Aufgabe 1: Welche Gegenden der Welt würde Sebastian Kehl laut dem Interview gerne noch entdecken?

### Textauszug

SPOX: Herr Kehl, Sie haben seit Ihrem Karriereende im vergangenen Sommer Nordamerika bereist, waren in Kanada, auf Kuba, Hawaii und in Indien. Nach einem kurzen Zwischenstopp in der Heimat ging es weiter nach Australien. Wie wichtig war es für Sie unabhängig vom Reisen, auch einmal weg vom gewohnten Dortmunder Umfeld zu kommen?

Sebastian Kehl: Sehr wichtig, auch wenn ich das nicht als Flucht verstanden wissen möchte. Als Spieler hast du ja im Sommer mit Glück drei bis vier Wochen Urlaub, da wäre es aufgrund der Strapazen schon ziemlich erzwungen gewesen, beispielsweise nach Australien zu reisen. Es war daher mein Ansatz, bewusst Länder zu entdecken, die ich noch nicht kannte und die nicht gerade um die Ecke sind. Ich wollte dadurch schnell eine größere Distanz zum Fußball bekommen, abschalten und Dinge verarbeiten. Das wäre in Mitteleuropa schwer geworden. Dort jedoch gelang das mühelos, da der Fußball in diesen Ländern keine große Rolle spielt.

SPOX: Haben Sie dort am Abend dennoch die Ergebnisse gecheckt oder war Ihnen das völlig egal?

Kehl: Nein, das habe ich dann doch ab und an mal gemacht. Das Handy war schon ein Begleiter, auch wenn ich es oft ausgeschalten habe oder es in manchen Regionen erst gar keinen Empfang gab. Sich von Handy und Internet teilweise zu lösen war eine wirklich befreiende Erfahrung.

SPOX-Redakteur Jochen Tittmar traf sich mit Sebastian Kehl in Dortmundspox

SPOX: Welche Teile der Welt, die Sie noch unbedingt sehen möchte, fehlen Ihnen denn jetzt noch - oder ist Ihr Hunger fürs Erste gestillt?

Kehl: Nein, trotz einer Weltreise bleiben ja noch viele weiße Flecken auf der Landkarte. Man ist eigentlich nie fertig. Ich würde beispielsweise gerne noch Japan und den asiatischen Raum entdecken. Jetzt stehen aber erst einmal andere Themen für mich im Vordergrund.

SPOX: Ihr guter Kumpel Christoph Metzelder hat nach dem Ende seiner Karriere direkt weitergearbeitet. Er schlägt bis heute auf verschiedenen Feldern ein hohes Pensum an. Wieso kam das für Sie nicht in Frage?

Kehl: Das habe ich mir einfach nicht vorstellen können. Ich brauchte diesen Abstand nach all den Jahren. Durch die Reise versprach ich mir, den Blick etwas zu heben und offen zu sein für neue Dinge. Natürlich war ich während meiner Karriere viel unterwegs und habe verschiedene Eindrücke gewonnen. Länder in dieser Dimension zu erleben und wahrzunehmen wie auf meiner Reise geschehen, ist mir jedoch nie gelungen - weil das beruflich als Fußballer auch gar nicht geht.

######

Aufgabe 2: Gib die Zeilen der Auflistung Wort für Wort wieder, beginnend mit der Zeile, die „[point] mirror (one“ enthält, und endend mit dem Ende der Auflistung.

### Datenteil

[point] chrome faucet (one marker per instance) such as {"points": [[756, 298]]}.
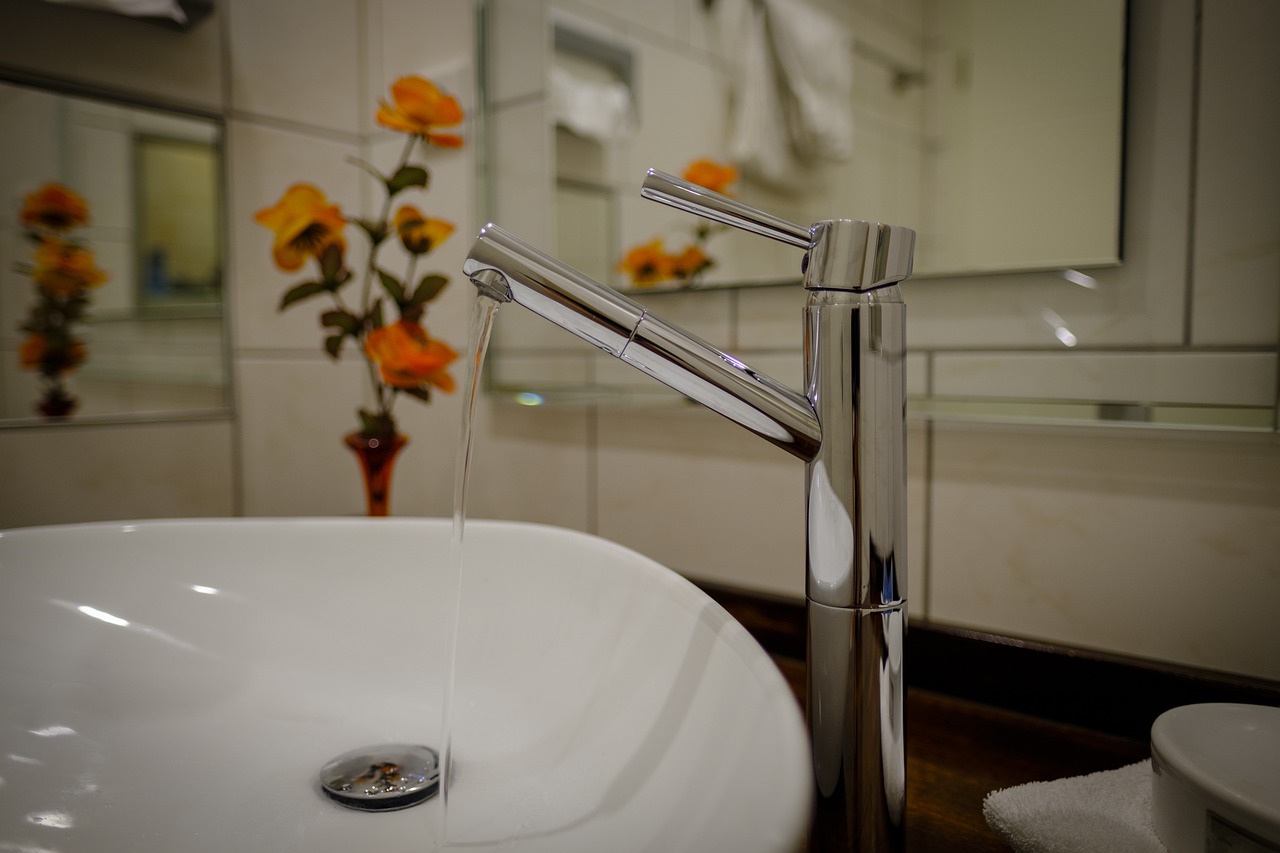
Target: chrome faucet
{"points": [[848, 427]]}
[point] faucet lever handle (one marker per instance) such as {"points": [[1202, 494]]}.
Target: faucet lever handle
{"points": [[690, 197]]}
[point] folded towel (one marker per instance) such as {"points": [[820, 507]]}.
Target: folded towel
{"points": [[790, 71], [595, 109], [1102, 812]]}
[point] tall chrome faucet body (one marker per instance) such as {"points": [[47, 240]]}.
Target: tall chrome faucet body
{"points": [[849, 428]]}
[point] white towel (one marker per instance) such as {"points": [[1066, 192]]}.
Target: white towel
{"points": [[790, 71], [758, 138], [816, 59], [1104, 812], [595, 109]]}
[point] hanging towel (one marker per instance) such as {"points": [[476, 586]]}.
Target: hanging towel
{"points": [[595, 109], [1101, 812], [816, 62], [758, 140]]}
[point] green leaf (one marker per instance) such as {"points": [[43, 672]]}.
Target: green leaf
{"points": [[421, 392], [375, 229], [429, 288], [393, 287], [344, 322], [330, 263], [407, 177], [342, 278], [333, 345], [300, 292]]}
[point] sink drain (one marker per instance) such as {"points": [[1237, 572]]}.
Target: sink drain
{"points": [[382, 779]]}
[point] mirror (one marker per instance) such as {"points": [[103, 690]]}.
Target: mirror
{"points": [[964, 127], [147, 337]]}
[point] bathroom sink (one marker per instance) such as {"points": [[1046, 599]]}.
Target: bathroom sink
{"points": [[1216, 778], [178, 685]]}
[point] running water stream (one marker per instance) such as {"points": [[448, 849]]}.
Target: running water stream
{"points": [[478, 343]]}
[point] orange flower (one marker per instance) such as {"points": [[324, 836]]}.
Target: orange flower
{"points": [[419, 108], [407, 357], [305, 224], [420, 233], [35, 354], [54, 206], [63, 268], [31, 351], [690, 263], [648, 264], [711, 174]]}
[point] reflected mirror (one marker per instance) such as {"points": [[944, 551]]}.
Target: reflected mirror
{"points": [[110, 261], [992, 127]]}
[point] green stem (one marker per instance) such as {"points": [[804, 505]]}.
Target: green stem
{"points": [[380, 392]]}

######

Ergebnis 1: Japan und den asiatischen Raum.

Ergebnis 2:
[point] mirror (one marker per instance) such as {"points": [[103, 690]]}.
Target: mirror
{"points": [[964, 127], [147, 337]]}
[point] bathroom sink (one marker per instance) such as {"points": [[1046, 599]]}.
Target: bathroom sink
{"points": [[1216, 778], [178, 685]]}
[point] running water stream (one marker per instance) such as {"points": [[448, 849]]}.
Target: running water stream
{"points": [[478, 343]]}
[point] orange flower (one marker per instance) such as {"points": [[324, 836]]}.
Target: orange flower
{"points": [[419, 108], [407, 357], [305, 224], [420, 233], [35, 354], [54, 206], [63, 268], [31, 351], [690, 263], [648, 264], [711, 174]]}
[point] reflected mirror (one marker per instance) such as {"points": [[944, 551]]}.
Target: reflected mirror
{"points": [[110, 261], [992, 127]]}
[point] green stem (one marker per instance) such as {"points": [[804, 505]]}.
Target: green stem
{"points": [[380, 392]]}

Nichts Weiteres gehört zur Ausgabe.